─── Dataset records

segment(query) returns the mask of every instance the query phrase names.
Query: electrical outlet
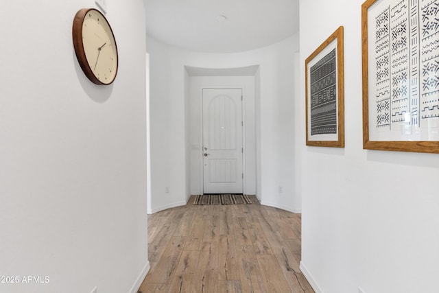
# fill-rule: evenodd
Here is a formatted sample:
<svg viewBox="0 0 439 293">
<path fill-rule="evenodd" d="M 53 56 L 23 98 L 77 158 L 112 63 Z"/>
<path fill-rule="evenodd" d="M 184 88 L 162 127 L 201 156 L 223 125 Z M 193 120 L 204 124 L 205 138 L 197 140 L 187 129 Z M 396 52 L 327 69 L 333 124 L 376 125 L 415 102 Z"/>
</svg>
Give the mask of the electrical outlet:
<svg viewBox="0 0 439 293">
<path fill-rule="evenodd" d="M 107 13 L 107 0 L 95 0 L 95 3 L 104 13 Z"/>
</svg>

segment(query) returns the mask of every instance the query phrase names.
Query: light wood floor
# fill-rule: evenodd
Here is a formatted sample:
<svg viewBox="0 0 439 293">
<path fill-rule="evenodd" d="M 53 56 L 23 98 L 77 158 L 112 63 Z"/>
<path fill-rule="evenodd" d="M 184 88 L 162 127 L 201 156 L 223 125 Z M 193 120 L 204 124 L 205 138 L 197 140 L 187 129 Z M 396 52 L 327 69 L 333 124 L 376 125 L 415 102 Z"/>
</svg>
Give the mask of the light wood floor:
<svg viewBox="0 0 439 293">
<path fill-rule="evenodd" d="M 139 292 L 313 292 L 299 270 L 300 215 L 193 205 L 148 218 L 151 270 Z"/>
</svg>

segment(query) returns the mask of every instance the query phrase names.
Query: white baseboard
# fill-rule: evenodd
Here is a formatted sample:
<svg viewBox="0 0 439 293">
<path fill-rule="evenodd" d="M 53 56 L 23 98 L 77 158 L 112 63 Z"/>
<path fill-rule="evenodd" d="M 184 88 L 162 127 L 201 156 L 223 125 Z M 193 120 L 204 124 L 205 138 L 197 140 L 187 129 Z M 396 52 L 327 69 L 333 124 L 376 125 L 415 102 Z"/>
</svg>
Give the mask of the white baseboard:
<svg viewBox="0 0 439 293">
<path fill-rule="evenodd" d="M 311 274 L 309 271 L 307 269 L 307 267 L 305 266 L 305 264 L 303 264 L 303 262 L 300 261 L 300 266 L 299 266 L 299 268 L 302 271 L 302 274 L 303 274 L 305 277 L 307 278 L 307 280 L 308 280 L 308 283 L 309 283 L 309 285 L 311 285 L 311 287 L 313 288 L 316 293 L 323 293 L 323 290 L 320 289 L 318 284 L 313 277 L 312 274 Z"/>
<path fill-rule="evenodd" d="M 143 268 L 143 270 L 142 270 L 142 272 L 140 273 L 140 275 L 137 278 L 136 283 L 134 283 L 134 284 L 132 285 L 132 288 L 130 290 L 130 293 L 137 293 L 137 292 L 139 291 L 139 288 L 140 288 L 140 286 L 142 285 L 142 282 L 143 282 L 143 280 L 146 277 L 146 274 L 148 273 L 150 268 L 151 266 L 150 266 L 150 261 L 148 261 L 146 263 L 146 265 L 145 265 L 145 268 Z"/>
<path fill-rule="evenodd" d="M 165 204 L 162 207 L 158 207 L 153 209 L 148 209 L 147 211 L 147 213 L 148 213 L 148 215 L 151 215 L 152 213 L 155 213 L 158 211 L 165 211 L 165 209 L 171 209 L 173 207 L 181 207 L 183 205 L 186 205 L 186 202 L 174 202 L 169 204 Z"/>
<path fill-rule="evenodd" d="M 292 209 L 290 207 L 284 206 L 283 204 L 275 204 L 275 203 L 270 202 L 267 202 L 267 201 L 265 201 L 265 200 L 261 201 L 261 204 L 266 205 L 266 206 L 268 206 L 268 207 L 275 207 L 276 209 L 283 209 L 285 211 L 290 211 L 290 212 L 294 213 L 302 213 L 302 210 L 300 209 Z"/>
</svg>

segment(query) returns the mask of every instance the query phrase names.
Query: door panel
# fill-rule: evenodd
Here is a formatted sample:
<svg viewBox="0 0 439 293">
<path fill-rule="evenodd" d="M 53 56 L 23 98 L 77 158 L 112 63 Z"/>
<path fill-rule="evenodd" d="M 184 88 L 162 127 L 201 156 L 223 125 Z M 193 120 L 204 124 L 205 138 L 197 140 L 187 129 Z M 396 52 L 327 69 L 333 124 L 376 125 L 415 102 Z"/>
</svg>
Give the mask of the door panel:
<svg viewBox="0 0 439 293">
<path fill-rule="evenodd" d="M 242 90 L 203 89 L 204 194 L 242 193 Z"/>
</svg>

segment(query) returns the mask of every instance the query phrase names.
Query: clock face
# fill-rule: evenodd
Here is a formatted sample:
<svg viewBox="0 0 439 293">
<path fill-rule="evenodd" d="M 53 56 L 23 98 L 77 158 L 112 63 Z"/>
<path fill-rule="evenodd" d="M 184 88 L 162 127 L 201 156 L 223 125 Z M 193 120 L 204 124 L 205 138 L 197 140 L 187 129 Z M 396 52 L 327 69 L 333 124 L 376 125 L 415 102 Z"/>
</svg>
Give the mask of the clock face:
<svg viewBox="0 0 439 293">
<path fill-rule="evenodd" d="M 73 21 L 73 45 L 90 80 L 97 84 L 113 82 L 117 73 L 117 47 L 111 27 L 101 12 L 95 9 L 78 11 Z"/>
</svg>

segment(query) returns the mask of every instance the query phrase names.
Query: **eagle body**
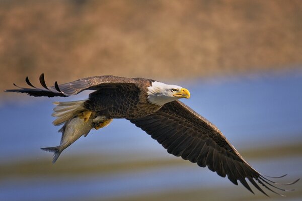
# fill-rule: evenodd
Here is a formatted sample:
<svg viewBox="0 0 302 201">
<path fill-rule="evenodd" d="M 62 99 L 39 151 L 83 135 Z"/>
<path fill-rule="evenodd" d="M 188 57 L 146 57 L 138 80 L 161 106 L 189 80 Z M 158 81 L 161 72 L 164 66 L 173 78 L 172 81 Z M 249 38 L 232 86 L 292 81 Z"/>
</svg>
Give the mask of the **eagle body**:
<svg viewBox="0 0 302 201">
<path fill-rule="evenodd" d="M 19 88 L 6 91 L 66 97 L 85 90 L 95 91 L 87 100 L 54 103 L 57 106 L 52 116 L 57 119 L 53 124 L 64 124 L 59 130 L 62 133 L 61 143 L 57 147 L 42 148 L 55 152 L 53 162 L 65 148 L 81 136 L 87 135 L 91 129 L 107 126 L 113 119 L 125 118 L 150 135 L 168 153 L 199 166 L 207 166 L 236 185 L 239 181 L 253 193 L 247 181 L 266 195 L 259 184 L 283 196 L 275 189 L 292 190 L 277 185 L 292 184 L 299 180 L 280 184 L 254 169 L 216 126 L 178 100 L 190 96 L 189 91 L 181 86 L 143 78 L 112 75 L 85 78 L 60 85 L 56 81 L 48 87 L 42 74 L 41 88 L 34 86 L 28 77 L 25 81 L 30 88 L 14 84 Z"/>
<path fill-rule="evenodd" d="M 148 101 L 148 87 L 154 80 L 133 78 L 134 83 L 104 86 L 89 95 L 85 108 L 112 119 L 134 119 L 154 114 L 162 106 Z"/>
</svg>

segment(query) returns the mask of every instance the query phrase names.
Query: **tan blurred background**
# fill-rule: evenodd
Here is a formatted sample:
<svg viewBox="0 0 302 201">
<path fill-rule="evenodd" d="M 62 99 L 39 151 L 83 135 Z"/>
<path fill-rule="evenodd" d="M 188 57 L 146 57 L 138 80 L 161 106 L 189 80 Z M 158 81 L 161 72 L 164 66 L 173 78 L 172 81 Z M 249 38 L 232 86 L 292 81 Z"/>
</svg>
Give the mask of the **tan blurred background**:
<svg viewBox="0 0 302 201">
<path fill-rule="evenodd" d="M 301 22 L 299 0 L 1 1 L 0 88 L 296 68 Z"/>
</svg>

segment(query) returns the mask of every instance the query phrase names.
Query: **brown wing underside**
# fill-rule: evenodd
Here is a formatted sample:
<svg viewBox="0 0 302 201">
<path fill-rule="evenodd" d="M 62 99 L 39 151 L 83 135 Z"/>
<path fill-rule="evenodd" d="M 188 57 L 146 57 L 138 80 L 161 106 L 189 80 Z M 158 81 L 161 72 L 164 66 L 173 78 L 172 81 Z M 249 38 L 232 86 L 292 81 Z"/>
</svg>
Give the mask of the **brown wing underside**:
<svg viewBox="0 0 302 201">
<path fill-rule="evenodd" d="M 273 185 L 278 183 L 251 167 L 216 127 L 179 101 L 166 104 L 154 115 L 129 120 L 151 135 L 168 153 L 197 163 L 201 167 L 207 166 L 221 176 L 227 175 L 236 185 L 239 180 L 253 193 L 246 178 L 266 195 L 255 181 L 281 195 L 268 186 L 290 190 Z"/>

──────

What is being asked.
Locate each line in the records above that contains the word "brown", and copy those lines. Match case exactly.

Solution to the exercise.
Query: **brown wing underside**
Give the mask of the **brown wing underside**:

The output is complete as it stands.